Stated task A: Go through the rows below and copy out every line that contains the word "siding".

The disconnect 90 contains a field effect transistor (FET) 100. The collector 156 of the level shifter transistor 150 is attached to the gate 106 of the FET 100. The gate 106 controls the FET 100 and terminates power between the light bulb 12 and the battery 30 when the voltage at the gate 106 is zero. The gate 106 allows voltage to pass between the source 102 and the drain 104 when the level shifter 150 applies a positive voltage to the gate 106 on the FET 100. A 150k resistor 92 is located between the gate 106 and the battery 30.
The reset 70 includes a 100k resistor 72, a npn transistor 80, a 100k resistor 78, and a 1M resistor 76 which is in parallel with a 0.1 F 25V capacitor 74. The NPN reset transistor 80 has a collector 82, a base 84, and an emitter 86. The shutdown 110 causes the circuit 60 to terminate power when the voltage drops below a specified level and the reset 70 forces the shutdown to keep power terminated if the battery regenerates. The reset 70 accomplishes the continual shutdown through a capacitor 74 that keeps voltage on the base terminal 84 of the transistor 80 until the battery 30 is disconnected from the circuit 60 by the switch 40 when a charging means 20 is attached. When power is circumvented from the circuit 60 to the battery 30 by the switch 40, the capacitor 74 discharges and the reset 70 of the circuit 60 resets the shutdown 110 allowing the light bulb 12 to operate.
When the battery 30 is fully charged, the power management system 50 allows power to flow to the light bulb 12. The power management system 50 also allows the battery 30 to discharge until the battery reaches 5% state of charge (SOC) or 95% depth of discharge (DOD). The termination of power output by the power management circuit 60 at the specified level and/or with an unacceptable range prevents the battery 30 from degenerating.

Record list:
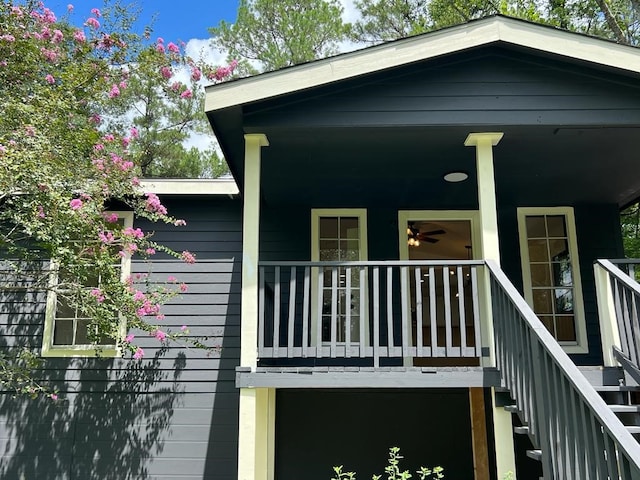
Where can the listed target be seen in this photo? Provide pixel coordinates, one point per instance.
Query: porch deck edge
(367, 377)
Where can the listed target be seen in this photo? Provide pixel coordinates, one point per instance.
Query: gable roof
(477, 33)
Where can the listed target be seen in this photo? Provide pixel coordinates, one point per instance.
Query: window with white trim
(66, 330)
(340, 235)
(551, 274)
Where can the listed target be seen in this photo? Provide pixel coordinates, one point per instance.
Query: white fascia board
(170, 186)
(423, 47)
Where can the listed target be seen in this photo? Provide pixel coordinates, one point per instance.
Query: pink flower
(106, 237)
(160, 335)
(93, 23)
(79, 36)
(114, 92)
(133, 232)
(188, 257)
(50, 55)
(153, 204)
(97, 294)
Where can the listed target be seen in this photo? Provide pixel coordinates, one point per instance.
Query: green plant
(393, 470)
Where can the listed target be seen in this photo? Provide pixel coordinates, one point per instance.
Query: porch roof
(383, 125)
(466, 36)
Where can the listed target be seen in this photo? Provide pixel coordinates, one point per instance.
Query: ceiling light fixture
(455, 177)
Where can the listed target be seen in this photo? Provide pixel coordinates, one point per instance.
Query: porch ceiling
(404, 167)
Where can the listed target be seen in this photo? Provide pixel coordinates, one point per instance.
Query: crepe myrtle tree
(61, 170)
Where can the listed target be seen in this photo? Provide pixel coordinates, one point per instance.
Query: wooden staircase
(623, 400)
(578, 430)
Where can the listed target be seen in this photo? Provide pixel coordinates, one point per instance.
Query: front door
(444, 320)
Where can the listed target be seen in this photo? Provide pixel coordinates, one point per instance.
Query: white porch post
(257, 405)
(490, 248)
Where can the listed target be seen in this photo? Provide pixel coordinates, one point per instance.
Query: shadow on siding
(108, 424)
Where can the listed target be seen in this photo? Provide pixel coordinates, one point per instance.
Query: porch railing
(579, 436)
(372, 310)
(618, 304)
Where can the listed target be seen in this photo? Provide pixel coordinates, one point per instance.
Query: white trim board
(423, 47)
(198, 186)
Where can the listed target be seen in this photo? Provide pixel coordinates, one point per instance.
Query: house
(414, 256)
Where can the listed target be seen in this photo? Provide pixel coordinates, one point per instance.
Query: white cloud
(350, 13)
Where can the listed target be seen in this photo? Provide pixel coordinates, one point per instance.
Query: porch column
(490, 249)
(257, 405)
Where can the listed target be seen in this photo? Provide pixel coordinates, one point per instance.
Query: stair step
(625, 408)
(535, 454)
(617, 388)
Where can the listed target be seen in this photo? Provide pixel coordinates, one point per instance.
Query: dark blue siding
(172, 415)
(492, 86)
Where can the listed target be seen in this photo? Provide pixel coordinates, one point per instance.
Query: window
(339, 235)
(551, 274)
(66, 331)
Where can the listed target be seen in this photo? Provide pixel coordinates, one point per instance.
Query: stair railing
(578, 435)
(618, 303)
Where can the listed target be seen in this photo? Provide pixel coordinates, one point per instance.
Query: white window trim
(316, 214)
(109, 351)
(580, 345)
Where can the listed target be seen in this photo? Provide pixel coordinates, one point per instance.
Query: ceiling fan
(415, 236)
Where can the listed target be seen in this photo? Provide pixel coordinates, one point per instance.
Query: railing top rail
(376, 263)
(619, 274)
(607, 418)
(625, 261)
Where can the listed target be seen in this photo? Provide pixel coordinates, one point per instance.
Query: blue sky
(175, 20)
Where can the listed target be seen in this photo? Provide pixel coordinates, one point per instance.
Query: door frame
(405, 216)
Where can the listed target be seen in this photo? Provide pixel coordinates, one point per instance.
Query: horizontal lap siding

Stated task B: In the passage about the battery circuit, down to what state of charge does the power management system let the battery discharge?

Exercise output A:
Query: shadow on siding
Query: dark blue siding
Query: horizontal lap siding

Exercise output B: 5% state of charge, which is 95% depth of discharge.